Transcribe the full listing below exactly.

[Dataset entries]
— begin —
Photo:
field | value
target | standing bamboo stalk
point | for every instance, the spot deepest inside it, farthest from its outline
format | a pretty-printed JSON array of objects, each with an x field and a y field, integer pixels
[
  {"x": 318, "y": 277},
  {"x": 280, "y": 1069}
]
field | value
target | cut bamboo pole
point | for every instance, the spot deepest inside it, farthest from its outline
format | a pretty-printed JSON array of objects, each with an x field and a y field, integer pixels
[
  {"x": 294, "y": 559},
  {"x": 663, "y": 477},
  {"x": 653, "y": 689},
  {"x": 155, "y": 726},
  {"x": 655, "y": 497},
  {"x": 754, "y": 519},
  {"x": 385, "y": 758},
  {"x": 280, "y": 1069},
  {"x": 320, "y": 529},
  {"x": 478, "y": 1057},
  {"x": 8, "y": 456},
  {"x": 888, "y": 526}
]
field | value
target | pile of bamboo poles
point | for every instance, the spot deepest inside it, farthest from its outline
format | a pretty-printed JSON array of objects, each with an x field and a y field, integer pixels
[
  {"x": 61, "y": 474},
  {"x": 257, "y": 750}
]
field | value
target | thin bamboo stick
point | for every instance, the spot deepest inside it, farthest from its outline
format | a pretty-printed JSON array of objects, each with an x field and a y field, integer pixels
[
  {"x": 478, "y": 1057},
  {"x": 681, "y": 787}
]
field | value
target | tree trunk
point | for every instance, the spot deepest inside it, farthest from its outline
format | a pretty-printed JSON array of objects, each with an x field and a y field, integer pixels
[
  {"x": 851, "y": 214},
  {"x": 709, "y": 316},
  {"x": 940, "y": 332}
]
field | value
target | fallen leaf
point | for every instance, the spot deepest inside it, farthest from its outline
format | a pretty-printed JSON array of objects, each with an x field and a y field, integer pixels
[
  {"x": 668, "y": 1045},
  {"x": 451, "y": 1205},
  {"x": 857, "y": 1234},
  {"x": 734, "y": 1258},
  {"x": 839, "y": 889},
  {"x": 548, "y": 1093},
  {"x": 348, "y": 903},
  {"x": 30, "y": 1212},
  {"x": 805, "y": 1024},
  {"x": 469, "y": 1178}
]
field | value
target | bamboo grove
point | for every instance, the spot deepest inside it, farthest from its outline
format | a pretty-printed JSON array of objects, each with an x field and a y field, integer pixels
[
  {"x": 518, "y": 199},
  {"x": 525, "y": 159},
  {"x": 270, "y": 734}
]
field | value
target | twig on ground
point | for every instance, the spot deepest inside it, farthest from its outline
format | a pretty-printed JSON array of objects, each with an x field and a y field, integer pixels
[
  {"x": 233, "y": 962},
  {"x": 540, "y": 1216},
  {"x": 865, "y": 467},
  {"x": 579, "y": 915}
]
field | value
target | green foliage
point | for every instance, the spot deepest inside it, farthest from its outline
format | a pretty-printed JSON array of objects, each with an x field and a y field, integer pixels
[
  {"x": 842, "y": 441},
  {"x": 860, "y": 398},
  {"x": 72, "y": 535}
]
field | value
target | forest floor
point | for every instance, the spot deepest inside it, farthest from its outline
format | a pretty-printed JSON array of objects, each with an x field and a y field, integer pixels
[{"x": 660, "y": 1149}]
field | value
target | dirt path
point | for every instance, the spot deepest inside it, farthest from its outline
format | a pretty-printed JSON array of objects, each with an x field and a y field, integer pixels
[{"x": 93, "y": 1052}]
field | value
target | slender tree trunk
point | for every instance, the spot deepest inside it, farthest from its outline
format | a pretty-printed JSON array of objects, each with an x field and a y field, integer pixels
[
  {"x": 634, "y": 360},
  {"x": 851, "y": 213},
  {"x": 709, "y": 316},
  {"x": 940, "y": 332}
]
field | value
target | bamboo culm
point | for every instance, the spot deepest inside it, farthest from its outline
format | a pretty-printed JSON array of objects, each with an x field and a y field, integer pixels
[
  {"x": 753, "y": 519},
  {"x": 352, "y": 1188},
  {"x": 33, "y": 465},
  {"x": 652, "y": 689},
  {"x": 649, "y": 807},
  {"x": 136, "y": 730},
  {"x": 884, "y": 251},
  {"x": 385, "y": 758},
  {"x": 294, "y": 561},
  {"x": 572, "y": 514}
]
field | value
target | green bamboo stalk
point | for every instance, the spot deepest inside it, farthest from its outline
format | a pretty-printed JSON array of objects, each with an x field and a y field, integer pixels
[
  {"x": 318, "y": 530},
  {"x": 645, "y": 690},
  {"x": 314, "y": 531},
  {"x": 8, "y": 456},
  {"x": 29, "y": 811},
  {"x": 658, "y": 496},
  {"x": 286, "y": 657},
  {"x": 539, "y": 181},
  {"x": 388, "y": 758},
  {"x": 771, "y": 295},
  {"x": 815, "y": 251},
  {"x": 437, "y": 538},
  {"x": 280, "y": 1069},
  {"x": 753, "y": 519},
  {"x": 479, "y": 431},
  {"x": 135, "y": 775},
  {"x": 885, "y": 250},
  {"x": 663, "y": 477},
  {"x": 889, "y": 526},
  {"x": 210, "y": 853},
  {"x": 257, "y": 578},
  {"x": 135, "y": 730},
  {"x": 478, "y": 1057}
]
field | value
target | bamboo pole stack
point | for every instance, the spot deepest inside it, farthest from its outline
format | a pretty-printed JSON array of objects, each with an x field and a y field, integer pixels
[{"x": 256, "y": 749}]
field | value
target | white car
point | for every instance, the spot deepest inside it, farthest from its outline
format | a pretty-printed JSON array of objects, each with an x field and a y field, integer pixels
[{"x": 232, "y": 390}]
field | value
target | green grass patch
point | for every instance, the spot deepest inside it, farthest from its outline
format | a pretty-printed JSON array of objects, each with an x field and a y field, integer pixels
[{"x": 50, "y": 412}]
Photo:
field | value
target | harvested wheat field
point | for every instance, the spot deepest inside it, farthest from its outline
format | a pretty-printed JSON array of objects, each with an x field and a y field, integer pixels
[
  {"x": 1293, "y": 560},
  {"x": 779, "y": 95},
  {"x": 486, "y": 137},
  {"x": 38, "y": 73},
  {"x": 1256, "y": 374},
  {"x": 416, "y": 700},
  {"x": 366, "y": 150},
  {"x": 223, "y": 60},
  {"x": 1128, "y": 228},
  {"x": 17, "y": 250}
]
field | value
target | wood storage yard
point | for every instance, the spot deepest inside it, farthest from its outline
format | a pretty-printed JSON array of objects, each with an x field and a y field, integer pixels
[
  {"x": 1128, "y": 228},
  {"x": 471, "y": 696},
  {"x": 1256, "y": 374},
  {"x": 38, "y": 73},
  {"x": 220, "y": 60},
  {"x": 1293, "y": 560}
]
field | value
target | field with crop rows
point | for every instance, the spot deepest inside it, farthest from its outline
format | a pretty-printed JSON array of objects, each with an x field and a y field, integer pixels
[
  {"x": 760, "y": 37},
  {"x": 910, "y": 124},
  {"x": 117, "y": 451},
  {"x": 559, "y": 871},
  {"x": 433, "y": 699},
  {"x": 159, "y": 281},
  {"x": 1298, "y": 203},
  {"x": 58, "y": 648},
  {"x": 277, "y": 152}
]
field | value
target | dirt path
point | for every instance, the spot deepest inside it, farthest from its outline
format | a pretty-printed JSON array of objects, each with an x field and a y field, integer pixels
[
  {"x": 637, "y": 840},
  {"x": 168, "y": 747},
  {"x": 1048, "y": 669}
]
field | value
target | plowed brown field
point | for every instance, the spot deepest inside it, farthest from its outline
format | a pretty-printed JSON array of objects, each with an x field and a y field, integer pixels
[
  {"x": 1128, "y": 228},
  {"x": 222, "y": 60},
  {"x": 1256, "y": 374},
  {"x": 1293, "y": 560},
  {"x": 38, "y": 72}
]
— end —
**THE COMPLETED TASK**.
Photo:
field | value
target | standing bamboo stalk
point | for every instance, the spot deepest inside it, farthest from its outline
format | a pretty-printed JSON array of objects, each with an x field and a y field, integer pixels
[
  {"x": 318, "y": 277},
  {"x": 280, "y": 1069}
]
field | value
target | cut bamboo pole
point | for every instance, the spot deepest inside it, farthest from its outline
format | a pretty-printed JSON array of objects, each with an x field and a y field, integer pixels
[
  {"x": 294, "y": 559},
  {"x": 663, "y": 477},
  {"x": 653, "y": 689},
  {"x": 155, "y": 726},
  {"x": 655, "y": 497},
  {"x": 754, "y": 519},
  {"x": 385, "y": 758},
  {"x": 280, "y": 1069},
  {"x": 320, "y": 529},
  {"x": 478, "y": 1057},
  {"x": 8, "y": 456},
  {"x": 888, "y": 526}
]
field | value
target | pile of bamboo poles
point | for every instance, the spot deepest inside it, farthest from its outline
format | a pretty-printed JSON array of objects, each with an x field and a y field, integer pixels
[
  {"x": 61, "y": 474},
  {"x": 257, "y": 750}
]
field | value
target | thin bamboo stick
point | for every instance, the spot deepest inside it, farthest from its outline
format | a pretty-printed JSON array of objects, each with an x field and a y field, integer pixels
[
  {"x": 478, "y": 1057},
  {"x": 681, "y": 787}
]
field | value
target | tree trunk
point | for every instance, the spot deepest inside it, farthest from its outline
format | a pretty-printed JSON array of objects, each with an x field and a y field, integer pixels
[
  {"x": 851, "y": 214},
  {"x": 709, "y": 316},
  {"x": 940, "y": 332}
]
field | value
target | fallen leaf
point | for every instance, the spot deepest inside it, farthest from its outline
format | a pretty-printed JSON array of objects, each with an x field and a y field, integer pixels
[
  {"x": 668, "y": 1045},
  {"x": 451, "y": 1205},
  {"x": 857, "y": 1234},
  {"x": 734, "y": 1258},
  {"x": 839, "y": 889},
  {"x": 548, "y": 1093},
  {"x": 348, "y": 903},
  {"x": 30, "y": 1212},
  {"x": 805, "y": 1024},
  {"x": 469, "y": 1178}
]
field | value
target | bamboo grove
point | for every instance, the spot deepest inside it, farthest from its outline
format | a pretty-printed JSON array of objects, each with an x field and a y field, integer pixels
[
  {"x": 518, "y": 199},
  {"x": 525, "y": 159},
  {"x": 270, "y": 734}
]
field | value
target | twig on ground
point | for every instance, the spot deepest inside it, farthest from its outline
format | a pretty-printed JSON array of objects, each with an x field and a y field, integer pixels
[
  {"x": 233, "y": 962},
  {"x": 540, "y": 1216},
  {"x": 865, "y": 467},
  {"x": 579, "y": 915}
]
field | value
target | green foliage
point | for every instance, the spot deepest inside it, farthest from its outline
format | a pretty-printed JSON array of objects, each with an x field and a y field, integer pixels
[
  {"x": 842, "y": 441},
  {"x": 860, "y": 398},
  {"x": 72, "y": 535}
]
field | value
target | forest floor
point | for every instance, the spot deepest inside it, farthest from its outline
format | a pretty-printed JSON array of objects, each with an x field and a y field, integer pixels
[{"x": 660, "y": 1149}]
field | value
target | dirt path
point | for every instance, the spot deepest inside it, farthest from its outline
format | a pretty-printed JSON array of objects, each with an x field and a y field, integer pixels
[{"x": 93, "y": 1052}]
field | value
target | slender tree trunk
point | for every instance, the spot deepest inside it, farthest from its outline
format | a pretty-printed JSON array of objects, each with an x field and a y field, integer pixels
[
  {"x": 634, "y": 360},
  {"x": 851, "y": 213},
  {"x": 709, "y": 316},
  {"x": 940, "y": 332}
]
field | value
target | bamboo culm
point | for every instance, the spot deepest inside it, farthest from its outline
format | a pretty-printed JSON array of objects, each with an x field and a y field, integer pixels
[
  {"x": 753, "y": 519},
  {"x": 352, "y": 1188},
  {"x": 33, "y": 465},
  {"x": 652, "y": 689},
  {"x": 649, "y": 807},
  {"x": 136, "y": 730},
  {"x": 884, "y": 251},
  {"x": 385, "y": 758},
  {"x": 294, "y": 561},
  {"x": 572, "y": 514}
]
field | value
target | green bamboo stalk
point | for every instance, the spot deepest inside it, farthest from its outline
format | a pretty-printed JSON array of objects, each with an x field and a y field, integer pixels
[
  {"x": 318, "y": 530},
  {"x": 645, "y": 690},
  {"x": 314, "y": 531},
  {"x": 8, "y": 456},
  {"x": 29, "y": 811},
  {"x": 658, "y": 496},
  {"x": 286, "y": 657},
  {"x": 539, "y": 181},
  {"x": 388, "y": 758},
  {"x": 771, "y": 295},
  {"x": 815, "y": 251},
  {"x": 437, "y": 538},
  {"x": 280, "y": 1069},
  {"x": 753, "y": 519},
  {"x": 479, "y": 431},
  {"x": 135, "y": 775},
  {"x": 885, "y": 250},
  {"x": 663, "y": 477},
  {"x": 889, "y": 526},
  {"x": 210, "y": 853},
  {"x": 257, "y": 578},
  {"x": 135, "y": 730},
  {"x": 478, "y": 1057}
]
field | value
target | bamboo pole stack
point | for every instance, the spot deepest inside it, farthest from its outline
format | a pretty-printed JSON array of objects, each with an x field and a y field, integer pixels
[{"x": 256, "y": 749}]
field | value
target | white car
point | for every instance, the spot deepest inside it, farthest from its outline
format | a pretty-printed JSON array of objects, each with an x field and a y field, integer pixels
[{"x": 232, "y": 390}]
field | value
target | green grass patch
point | for every instance, the spot deepest inside it, farthest from its outline
format | a pretty-printed JSON array of objects, each with an x field and a y field, integer pixels
[{"x": 50, "y": 412}]
Photo:
field | value
target | harvested wheat field
point | for every instance, the spot deepest inside it, farthest from its outline
format | a pretty-printed JSON array of objects, each with an x field and a y field, integer pixels
[
  {"x": 1293, "y": 560},
  {"x": 779, "y": 95},
  {"x": 486, "y": 137},
  {"x": 38, "y": 73},
  {"x": 1256, "y": 374},
  {"x": 416, "y": 700},
  {"x": 366, "y": 150},
  {"x": 223, "y": 60},
  {"x": 1128, "y": 228},
  {"x": 17, "y": 250}
]
field | value
target | wood storage yard
point | for every instance, the spot deepest inside it, farthest from its outline
format | a pretty-printed JSON array of objects, each with an x field and a y field, integer pixels
[
  {"x": 1128, "y": 228},
  {"x": 471, "y": 696},
  {"x": 1256, "y": 374},
  {"x": 38, "y": 73},
  {"x": 220, "y": 60},
  {"x": 1293, "y": 560}
]
field | value
target | field with crop rows
point | for every instance, the spot deepest inside it, farthest from its outline
format | a pretty-printed JSON array of objects, each with an x field and a y field, integer pixels
[
  {"x": 760, "y": 37},
  {"x": 910, "y": 124},
  {"x": 117, "y": 451},
  {"x": 559, "y": 871},
  {"x": 433, "y": 699},
  {"x": 159, "y": 281},
  {"x": 1298, "y": 203},
  {"x": 58, "y": 648},
  {"x": 277, "y": 152}
]
field | value
target | dirt path
point | for every instance, the spot deepest inside it, farthest from its outline
format | a pretty-printed JSON array of objects, each with an x field and a y field, integer pixels
[
  {"x": 637, "y": 840},
  {"x": 168, "y": 747},
  {"x": 1048, "y": 669}
]
field | value
target | plowed brown field
point | for every instance, the spot deepest inside it, farthest from its outline
format | a pretty-printed JSON array of objects, each with an x field and a y field, integer pixels
[
  {"x": 1128, "y": 228},
  {"x": 222, "y": 60},
  {"x": 1256, "y": 374},
  {"x": 1293, "y": 560},
  {"x": 38, "y": 72}
]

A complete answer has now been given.